DATASET ROWS:
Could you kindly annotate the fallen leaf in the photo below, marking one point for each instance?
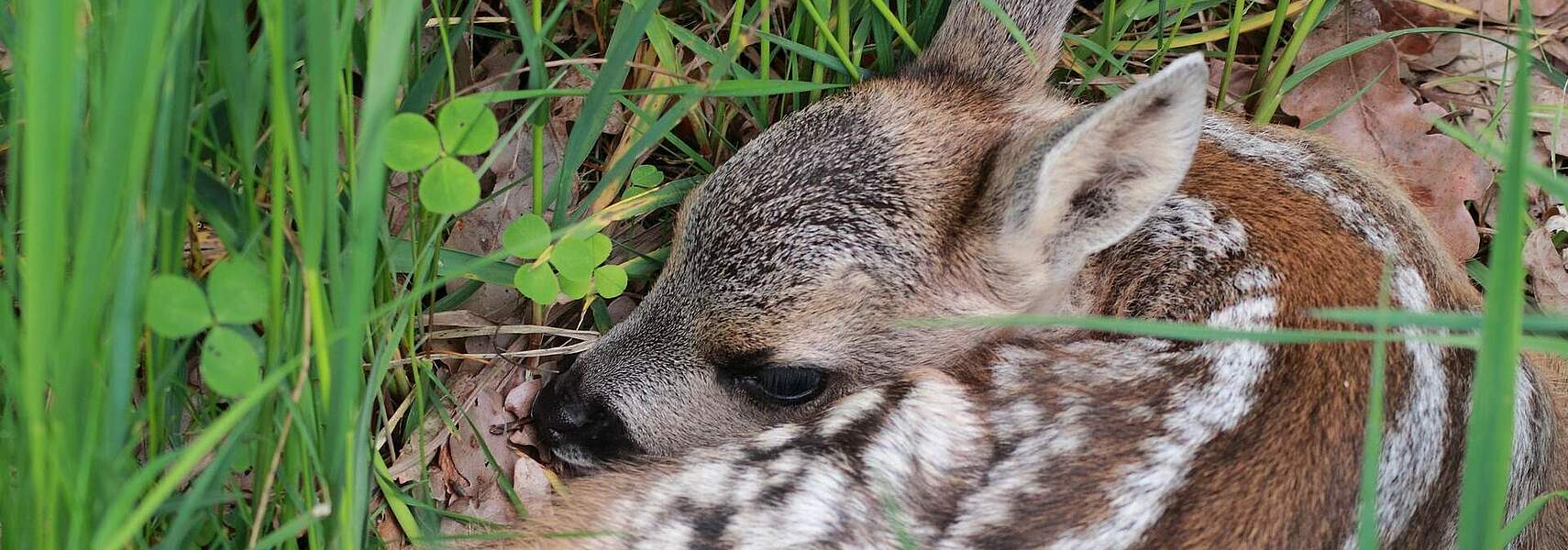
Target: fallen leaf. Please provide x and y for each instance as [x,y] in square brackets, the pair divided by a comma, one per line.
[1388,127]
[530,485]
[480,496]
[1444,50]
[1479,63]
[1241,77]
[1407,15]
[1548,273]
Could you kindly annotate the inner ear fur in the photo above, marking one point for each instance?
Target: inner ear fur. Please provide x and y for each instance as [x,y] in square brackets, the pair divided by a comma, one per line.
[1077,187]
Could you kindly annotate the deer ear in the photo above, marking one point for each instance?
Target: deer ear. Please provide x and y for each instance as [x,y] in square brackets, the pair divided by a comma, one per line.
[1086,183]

---

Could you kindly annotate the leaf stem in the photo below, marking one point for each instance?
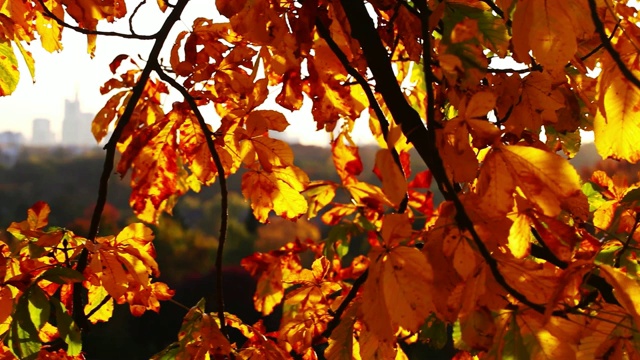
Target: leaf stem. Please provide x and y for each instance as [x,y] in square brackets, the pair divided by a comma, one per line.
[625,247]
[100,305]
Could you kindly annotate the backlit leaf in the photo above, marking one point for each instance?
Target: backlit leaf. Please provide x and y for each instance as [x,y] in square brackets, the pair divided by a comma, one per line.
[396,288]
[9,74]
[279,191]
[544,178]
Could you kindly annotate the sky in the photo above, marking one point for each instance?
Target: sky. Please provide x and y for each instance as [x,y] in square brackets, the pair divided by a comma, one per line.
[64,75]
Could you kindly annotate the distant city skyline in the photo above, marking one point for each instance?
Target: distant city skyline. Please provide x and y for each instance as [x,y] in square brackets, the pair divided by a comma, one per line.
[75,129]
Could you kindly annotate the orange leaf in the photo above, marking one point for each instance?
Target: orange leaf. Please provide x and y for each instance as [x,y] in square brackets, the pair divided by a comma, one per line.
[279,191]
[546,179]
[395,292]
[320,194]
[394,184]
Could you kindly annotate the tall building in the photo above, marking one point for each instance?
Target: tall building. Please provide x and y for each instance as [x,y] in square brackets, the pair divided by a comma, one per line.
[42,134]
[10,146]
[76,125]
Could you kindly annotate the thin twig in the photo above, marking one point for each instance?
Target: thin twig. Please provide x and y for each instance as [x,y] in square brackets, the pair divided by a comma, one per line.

---

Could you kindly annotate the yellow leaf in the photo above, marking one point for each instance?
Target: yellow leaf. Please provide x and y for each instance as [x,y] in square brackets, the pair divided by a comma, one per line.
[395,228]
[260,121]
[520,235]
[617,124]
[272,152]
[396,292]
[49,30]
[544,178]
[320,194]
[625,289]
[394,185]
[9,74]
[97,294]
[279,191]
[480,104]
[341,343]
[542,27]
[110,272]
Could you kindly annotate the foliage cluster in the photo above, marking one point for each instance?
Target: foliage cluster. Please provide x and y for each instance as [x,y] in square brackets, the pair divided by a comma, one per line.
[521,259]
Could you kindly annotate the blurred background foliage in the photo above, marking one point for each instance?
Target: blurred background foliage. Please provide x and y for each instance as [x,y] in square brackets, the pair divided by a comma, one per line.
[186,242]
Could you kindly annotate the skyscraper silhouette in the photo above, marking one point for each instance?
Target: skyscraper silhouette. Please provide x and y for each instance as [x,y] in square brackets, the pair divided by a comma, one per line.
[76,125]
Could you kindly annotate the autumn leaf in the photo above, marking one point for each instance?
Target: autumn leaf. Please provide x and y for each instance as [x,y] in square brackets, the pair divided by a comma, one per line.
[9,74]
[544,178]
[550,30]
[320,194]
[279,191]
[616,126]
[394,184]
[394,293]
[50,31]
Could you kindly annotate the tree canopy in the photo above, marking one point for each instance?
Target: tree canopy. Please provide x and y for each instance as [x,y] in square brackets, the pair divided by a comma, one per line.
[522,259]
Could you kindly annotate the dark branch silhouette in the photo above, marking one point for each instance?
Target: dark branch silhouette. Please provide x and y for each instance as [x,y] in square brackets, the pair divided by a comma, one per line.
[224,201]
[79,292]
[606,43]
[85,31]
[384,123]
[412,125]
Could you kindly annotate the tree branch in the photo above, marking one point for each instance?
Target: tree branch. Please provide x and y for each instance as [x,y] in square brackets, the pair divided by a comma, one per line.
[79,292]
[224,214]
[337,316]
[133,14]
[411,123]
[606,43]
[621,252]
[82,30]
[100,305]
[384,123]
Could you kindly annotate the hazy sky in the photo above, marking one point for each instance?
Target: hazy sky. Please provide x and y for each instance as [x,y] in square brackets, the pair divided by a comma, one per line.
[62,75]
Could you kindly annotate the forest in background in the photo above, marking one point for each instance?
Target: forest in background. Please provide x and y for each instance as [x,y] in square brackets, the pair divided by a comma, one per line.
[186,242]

WHAT THIS TASK INVOLVES: Could you collect every line of the data above that contains the string "twig", treating uppercase and lowercase as different, and copy each of those lines in full?

COMPLETE RESPONSE:
Could you kindly annotate the thin twig in the photo above, marking one point for each instance?
Target: thin twig. Please provide x and y for each instance as [x,y] in square brackets, the pair divided by a comma, one per line.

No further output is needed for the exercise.